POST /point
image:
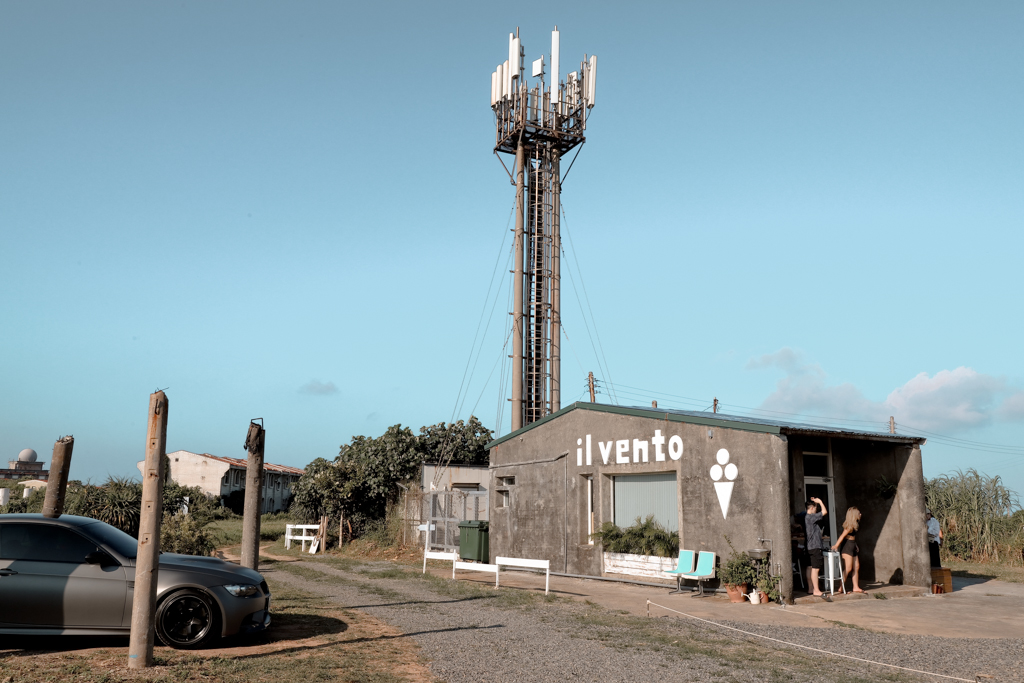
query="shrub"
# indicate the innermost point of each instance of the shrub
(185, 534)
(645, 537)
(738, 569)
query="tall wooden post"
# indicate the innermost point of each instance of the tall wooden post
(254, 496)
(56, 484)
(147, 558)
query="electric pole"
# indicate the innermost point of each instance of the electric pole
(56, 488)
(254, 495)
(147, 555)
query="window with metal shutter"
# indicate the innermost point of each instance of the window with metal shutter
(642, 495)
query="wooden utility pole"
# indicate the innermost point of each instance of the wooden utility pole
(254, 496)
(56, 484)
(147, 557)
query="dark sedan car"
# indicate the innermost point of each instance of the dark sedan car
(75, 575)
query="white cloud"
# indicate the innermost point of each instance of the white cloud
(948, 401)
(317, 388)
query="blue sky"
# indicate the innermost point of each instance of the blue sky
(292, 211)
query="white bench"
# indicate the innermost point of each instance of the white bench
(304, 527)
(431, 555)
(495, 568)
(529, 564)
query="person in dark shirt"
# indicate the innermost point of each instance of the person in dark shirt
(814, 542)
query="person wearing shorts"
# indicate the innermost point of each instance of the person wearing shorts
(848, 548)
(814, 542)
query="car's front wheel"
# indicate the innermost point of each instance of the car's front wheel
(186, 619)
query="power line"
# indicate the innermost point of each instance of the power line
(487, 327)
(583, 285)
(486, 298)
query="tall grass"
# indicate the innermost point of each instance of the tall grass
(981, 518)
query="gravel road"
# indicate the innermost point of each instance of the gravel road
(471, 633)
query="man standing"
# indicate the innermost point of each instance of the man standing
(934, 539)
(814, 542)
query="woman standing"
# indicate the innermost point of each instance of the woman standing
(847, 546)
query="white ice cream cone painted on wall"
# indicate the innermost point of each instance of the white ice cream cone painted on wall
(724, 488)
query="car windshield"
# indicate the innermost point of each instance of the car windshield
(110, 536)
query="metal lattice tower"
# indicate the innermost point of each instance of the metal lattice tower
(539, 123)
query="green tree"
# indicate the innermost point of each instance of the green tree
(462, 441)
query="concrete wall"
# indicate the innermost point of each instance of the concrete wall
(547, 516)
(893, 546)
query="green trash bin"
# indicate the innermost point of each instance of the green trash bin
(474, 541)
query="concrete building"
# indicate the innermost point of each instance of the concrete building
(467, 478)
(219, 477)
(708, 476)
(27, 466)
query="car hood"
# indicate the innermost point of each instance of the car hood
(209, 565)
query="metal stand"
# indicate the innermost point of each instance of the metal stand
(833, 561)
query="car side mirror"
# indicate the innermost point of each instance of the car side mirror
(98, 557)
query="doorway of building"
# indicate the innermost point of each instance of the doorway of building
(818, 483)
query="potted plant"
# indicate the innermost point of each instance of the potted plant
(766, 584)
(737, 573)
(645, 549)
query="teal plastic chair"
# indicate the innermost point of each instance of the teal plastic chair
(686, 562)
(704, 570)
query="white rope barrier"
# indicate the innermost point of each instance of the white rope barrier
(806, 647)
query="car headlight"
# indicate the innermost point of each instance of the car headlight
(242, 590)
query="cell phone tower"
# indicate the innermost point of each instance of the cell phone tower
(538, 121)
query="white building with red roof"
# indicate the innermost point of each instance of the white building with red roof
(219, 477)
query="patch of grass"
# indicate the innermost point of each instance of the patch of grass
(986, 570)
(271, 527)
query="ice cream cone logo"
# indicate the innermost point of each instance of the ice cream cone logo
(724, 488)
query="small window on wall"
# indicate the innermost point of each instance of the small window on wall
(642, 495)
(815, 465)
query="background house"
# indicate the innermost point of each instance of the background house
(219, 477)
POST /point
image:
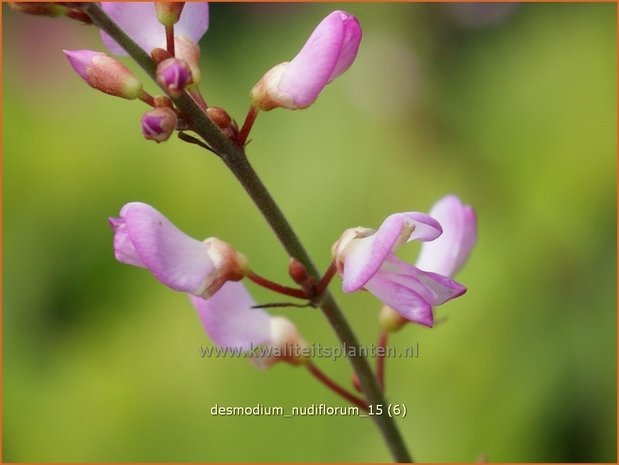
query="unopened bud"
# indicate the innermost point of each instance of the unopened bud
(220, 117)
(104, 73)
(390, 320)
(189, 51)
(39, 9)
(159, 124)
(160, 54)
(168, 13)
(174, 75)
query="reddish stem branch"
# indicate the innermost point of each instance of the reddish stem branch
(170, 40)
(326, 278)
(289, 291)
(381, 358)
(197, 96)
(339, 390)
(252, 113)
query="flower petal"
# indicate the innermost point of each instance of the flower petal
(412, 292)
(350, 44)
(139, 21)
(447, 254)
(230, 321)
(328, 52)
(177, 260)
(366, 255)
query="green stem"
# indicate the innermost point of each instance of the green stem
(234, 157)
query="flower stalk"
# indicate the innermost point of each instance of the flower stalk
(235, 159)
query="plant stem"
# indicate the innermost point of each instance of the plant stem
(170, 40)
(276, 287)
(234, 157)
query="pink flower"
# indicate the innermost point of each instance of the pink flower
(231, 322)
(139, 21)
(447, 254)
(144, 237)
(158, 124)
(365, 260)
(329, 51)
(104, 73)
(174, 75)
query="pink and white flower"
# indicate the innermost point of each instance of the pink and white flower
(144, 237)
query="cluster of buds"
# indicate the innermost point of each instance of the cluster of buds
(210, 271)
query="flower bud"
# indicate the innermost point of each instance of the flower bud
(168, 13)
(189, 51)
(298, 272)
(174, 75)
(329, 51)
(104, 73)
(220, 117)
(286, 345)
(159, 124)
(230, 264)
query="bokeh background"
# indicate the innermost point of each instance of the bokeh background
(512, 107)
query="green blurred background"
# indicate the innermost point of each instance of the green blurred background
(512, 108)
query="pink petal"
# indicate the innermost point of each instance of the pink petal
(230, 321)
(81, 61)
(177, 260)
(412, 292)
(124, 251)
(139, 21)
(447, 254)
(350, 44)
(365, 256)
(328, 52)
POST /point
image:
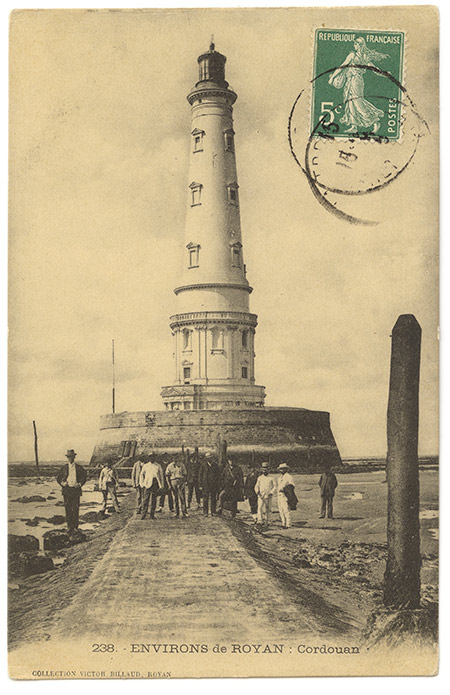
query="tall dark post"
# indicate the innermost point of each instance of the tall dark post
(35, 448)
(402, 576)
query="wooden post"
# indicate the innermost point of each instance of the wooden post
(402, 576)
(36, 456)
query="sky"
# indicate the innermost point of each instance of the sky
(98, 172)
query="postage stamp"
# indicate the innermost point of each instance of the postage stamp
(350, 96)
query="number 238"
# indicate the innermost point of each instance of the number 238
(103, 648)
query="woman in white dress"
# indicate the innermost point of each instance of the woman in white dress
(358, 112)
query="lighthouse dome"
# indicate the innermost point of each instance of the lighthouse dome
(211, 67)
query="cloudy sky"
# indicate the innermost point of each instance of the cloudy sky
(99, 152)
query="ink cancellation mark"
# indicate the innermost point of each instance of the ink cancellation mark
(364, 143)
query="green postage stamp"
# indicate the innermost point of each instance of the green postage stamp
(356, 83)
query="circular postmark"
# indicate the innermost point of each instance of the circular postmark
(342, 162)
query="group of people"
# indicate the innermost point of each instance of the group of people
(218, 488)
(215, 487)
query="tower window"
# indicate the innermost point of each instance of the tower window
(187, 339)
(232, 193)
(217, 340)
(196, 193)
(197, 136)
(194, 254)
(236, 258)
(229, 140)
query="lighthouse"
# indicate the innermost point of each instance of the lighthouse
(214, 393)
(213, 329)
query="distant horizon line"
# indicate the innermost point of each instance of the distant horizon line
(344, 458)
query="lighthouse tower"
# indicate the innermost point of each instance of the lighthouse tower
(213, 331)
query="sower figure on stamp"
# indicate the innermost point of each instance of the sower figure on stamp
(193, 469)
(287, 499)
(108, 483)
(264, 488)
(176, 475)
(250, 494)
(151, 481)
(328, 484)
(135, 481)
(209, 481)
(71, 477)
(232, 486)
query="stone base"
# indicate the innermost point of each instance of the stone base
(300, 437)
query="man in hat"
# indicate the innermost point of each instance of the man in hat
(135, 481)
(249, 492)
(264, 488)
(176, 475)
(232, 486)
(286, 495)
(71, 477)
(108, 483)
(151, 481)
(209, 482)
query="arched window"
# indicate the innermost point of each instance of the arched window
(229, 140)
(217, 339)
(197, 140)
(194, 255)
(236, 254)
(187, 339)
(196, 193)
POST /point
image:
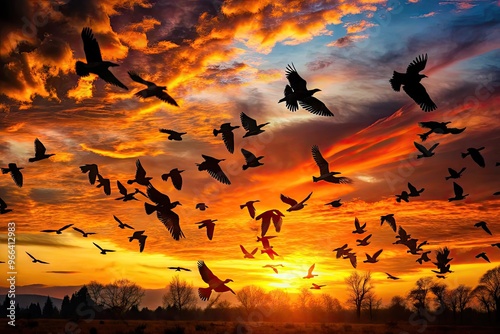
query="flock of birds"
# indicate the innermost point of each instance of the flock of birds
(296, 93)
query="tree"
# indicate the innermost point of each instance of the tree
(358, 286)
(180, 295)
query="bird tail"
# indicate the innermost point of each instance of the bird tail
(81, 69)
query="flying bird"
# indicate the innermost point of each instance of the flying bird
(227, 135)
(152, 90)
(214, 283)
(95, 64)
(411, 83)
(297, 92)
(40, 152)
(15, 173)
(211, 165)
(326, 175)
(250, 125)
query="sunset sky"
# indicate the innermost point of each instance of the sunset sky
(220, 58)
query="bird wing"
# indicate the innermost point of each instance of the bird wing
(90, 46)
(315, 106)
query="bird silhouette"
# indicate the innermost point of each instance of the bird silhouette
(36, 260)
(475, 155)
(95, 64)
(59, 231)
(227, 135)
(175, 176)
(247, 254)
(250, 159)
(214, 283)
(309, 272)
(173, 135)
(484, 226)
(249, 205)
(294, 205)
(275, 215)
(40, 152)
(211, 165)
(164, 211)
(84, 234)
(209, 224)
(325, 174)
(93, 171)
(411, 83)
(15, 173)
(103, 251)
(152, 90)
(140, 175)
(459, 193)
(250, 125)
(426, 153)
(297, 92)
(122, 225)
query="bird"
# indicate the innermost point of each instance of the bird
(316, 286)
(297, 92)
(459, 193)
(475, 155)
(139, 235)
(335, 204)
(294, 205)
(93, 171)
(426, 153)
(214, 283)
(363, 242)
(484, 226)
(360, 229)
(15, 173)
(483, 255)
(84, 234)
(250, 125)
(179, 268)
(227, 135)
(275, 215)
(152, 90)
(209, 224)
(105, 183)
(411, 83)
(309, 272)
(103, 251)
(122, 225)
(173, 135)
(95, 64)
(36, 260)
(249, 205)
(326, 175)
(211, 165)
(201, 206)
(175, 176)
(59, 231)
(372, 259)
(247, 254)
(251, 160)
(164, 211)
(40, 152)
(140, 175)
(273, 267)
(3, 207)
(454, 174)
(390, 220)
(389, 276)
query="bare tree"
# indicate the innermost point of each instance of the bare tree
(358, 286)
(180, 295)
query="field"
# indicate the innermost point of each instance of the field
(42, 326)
━━━━━━━━
Exercise directions -
Pull out each line of the listing above that contains the word "tree".

Final result -
query="green tree"
# indicate the innermost point of each instance of the green tree
query="tree"
# indicate the innermost point of each instance of the tree
query="bare tree"
# indicate the innermost point of each instance of the bare tree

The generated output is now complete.